じいたんばあたん観察記

祖父母の介護を引き受けて気がつけば四年近くになる、30代女性の随筆。
「病も老いも介護も、幸福と両立する」

結婚式旅行記(4)宴のあと、そして辞去の朝。

2006-01-24 23:32:38 | 介護の周辺
披露宴が終わって、母の家に一旦戻った。
結婚式に出られなかった母方の祖母に、着物姿を見せるために。

そしてそのまま、着替えたら横浜へと、戻るつもりだった。
風邪気味のじいたんが、わたしを待ちわびている。

ところが、ふと気づくと、母の様子がおかしい。
家へ到着してから、ずっと、彼女は洗面所でぼんやりしている。
目を洗っては鏡を覗き込んで、不安げな様子。

聞くと、

「片目に、スモークが流れているみたいなの、おかしいわねぇ」

こういうとき。
彼女は、よほどのことでない限りじっと我慢するほうだ。
わたしが中学生の頃、
父の病が再発して看病が大変だった頃も、
我慢に我慢を重ねて、ついに自宅で倒れたのだった。


その場で、今夜横浜に戻るのは諦めようと決め、
母にはそしらぬ顔をして、二階へ。
自室に引き上げていた、母の夫をたたき起こす。

「ごめんなさい。母の様子が変なんです」

母の夫は飛び起きて、母に問診をして(彼は腕のいい内科医だ)、
すぐに、救急で眼科医のいるところを探し出し、
彼女を病院に連れて行った。

結果としては幸い、大したことではなかった。
目の老化によるもので、突然始まる症状なのだそうだ。
(但し、網膜はく離を起こす場合があるので、
 今回かかっておいて良かったらしい)
--*--
> _必要な作業_
1. 介護随筆の「自室に引き上げていた、母の夫をたたき起こす。」から「目の老化によるもので、突然始まる症状なのだそうだ。」までを、「母の夫」を「義父」に置き換えて書き写してください。
2. 介護随筆の最後の文に続けて、その先の文章を書き継いでください。
--*--
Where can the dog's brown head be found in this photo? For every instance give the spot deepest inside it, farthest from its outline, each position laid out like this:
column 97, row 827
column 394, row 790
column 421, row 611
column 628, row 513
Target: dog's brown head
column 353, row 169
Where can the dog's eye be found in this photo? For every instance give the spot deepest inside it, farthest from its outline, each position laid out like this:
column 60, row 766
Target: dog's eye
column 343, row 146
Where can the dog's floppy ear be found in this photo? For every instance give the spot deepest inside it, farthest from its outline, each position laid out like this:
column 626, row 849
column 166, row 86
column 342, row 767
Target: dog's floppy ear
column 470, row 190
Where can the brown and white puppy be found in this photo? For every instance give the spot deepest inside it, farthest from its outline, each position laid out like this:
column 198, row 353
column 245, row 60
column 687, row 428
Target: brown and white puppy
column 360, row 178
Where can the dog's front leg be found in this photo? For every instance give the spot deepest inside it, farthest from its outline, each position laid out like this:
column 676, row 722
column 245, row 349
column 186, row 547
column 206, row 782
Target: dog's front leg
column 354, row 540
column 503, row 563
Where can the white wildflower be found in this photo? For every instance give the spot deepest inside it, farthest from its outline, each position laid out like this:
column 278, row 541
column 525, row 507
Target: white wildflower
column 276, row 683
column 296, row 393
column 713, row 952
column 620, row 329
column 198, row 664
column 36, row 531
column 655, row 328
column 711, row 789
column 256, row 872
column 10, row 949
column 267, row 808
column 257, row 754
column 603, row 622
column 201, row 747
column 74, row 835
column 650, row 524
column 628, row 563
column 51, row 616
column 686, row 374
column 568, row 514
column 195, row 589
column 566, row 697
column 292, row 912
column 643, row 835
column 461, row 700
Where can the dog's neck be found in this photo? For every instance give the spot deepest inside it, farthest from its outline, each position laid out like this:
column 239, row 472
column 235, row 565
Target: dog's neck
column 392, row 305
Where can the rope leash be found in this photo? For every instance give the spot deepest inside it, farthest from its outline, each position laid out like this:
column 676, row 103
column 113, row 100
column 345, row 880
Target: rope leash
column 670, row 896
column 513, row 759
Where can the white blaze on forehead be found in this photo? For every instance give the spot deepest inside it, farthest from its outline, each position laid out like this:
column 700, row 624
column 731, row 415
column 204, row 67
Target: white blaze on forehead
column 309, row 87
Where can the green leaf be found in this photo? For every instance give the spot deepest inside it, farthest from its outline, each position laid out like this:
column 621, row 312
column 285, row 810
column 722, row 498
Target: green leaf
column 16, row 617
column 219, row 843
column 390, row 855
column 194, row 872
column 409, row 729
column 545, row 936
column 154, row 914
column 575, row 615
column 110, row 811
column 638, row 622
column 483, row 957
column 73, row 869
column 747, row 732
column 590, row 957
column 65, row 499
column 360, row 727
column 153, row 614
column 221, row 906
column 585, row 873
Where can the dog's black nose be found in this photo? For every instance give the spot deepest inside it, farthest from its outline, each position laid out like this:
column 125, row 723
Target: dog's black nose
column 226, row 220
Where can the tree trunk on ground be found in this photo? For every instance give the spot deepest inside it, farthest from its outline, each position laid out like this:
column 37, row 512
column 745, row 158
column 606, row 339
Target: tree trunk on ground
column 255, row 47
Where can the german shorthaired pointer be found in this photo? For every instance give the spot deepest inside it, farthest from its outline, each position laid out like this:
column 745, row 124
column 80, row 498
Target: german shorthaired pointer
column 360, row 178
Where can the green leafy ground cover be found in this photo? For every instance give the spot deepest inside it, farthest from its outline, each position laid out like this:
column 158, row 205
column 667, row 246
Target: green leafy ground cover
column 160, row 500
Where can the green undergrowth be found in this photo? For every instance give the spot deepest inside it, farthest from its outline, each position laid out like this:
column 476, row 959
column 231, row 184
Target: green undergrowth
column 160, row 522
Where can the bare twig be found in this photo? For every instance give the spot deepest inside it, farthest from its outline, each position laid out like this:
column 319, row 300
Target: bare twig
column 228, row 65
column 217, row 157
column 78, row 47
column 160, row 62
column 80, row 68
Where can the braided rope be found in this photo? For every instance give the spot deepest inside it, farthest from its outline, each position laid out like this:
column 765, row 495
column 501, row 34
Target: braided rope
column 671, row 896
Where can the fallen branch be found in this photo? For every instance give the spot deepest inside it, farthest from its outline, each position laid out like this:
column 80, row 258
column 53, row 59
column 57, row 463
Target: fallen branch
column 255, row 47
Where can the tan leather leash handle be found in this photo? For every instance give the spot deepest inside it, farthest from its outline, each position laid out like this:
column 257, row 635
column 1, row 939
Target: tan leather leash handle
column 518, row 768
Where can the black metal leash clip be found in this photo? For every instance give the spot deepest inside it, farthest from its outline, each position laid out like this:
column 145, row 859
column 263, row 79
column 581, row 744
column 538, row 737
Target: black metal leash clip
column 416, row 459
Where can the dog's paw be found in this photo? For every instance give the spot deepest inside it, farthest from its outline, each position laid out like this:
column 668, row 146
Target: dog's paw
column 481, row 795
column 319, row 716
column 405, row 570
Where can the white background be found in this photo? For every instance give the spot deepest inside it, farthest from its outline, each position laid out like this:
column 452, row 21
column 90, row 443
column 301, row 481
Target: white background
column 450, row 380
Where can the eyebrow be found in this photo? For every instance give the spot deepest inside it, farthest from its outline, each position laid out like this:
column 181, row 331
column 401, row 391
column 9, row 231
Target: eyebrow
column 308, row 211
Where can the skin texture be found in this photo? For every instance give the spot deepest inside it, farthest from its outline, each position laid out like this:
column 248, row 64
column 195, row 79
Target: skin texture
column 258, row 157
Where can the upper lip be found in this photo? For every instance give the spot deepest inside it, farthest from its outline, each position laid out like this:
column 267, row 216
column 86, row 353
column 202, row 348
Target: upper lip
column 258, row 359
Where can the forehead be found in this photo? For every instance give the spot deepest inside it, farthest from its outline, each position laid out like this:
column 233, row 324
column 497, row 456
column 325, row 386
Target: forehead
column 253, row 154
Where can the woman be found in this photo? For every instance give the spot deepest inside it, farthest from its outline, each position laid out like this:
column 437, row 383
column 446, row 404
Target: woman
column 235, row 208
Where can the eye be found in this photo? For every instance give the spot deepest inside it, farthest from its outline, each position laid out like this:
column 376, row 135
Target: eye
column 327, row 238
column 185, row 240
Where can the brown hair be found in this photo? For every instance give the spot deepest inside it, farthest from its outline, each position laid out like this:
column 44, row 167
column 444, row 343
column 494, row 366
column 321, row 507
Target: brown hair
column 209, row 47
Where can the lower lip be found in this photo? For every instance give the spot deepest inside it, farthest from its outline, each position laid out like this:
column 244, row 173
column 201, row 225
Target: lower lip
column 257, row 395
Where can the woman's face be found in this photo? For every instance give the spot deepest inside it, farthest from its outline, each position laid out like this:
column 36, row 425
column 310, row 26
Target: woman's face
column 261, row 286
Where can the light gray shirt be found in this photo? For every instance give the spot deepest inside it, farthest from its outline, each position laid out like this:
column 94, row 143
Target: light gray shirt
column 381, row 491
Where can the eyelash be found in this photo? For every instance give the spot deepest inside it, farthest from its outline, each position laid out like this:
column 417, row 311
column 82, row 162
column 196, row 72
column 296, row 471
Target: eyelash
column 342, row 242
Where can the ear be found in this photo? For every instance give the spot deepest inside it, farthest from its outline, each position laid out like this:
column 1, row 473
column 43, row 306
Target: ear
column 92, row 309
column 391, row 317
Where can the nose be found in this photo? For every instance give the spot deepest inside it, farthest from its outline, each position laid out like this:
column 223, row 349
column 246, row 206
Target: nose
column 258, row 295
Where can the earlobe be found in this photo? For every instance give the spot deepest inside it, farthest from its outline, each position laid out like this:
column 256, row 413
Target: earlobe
--*--
> _作業の解答_
1.
自室に引き上げていた、義父をたたき起こす。

「ごめんなさい。母の様子が変なんです」

義父は飛び起きて、母に問診をして(彼は腕のいい内科医だ)、
すぐに、救急で眼科医のいるところを探し出し、
彼女を病院に連れて行った。

結果としては幸い、大したことではなかった。
目の老化によるもので、突然始まる症状なのだそうだ。

2.
ここのところずっと、無理を重ねていたから、
妹の結婚式が無事終わったところで、疲れがどっと出たのだろう。

母に、伴侶が付いていてくれることの有り難みを痛感した。


*************


翌日の朝のこと。

彼女は、すこぶる上機嫌でわたしを起こした。

食堂に引っ張り出して、あれもこれも食べろと促したかと思えば
今度はウォーク・イン・クローゼットにわたしを引っ張り込んで

…ずいぶんとはしゃいでいる。

わたしは、内心、帰る時間を気にし始めていた。
―じいたんのことが気にかかって仕方がなかったからだ―
けれど、昨夜のこともあったので、
しばらく彼女の着せ替え人形になりながら、様子を伺っていた。

ひとしきりそうやって過ごして、満足したのか、
そのうち彼女は、「ちょっと」と、風呂場へ消えていった。

彼女の夫は、せっかくの晴れだから、と洗車に出かけていた。

家の中では、
年老いてすっかり暴君になった母方の祖母の声が、
きんきんと響き渡って、ひどく耳障りだ。

身体に自由が聞かない分、口が達者になるのは仕方ない。
それにしても、この人は、前からこんなに傍若無人な女性だったろうか?
母の夫でなくとも逃げ出したくなる。


…ちょっと気分転換しよう、と思い、
母方の祖父に声をかけた。

シガレットケースを持って、ダッフルコートを羽織り、
(家の中は禁煙なのだ)

玄関を出ようとした、そのとき。


母が、風呂場から、バスタオル一枚で飛び出してきた。



「たまちゃん、どうしたの?…帰っちゃうの?」


まるで母親においていかれる子供のような、
狼狽した、そして必死の表情。

いったい何をどう考えたらそういう結論に行き着くのか
(挨拶もしないで帰るほどわたしは無礼ではない)
と思う一方

そんな風に、何かを悟って、怯えている彼女を
心底、哀れだと思った。

「ママ、あたしちょっと一服してくるだけよ。
 挨拶もせずに、ママを置いていくわけないでしょ」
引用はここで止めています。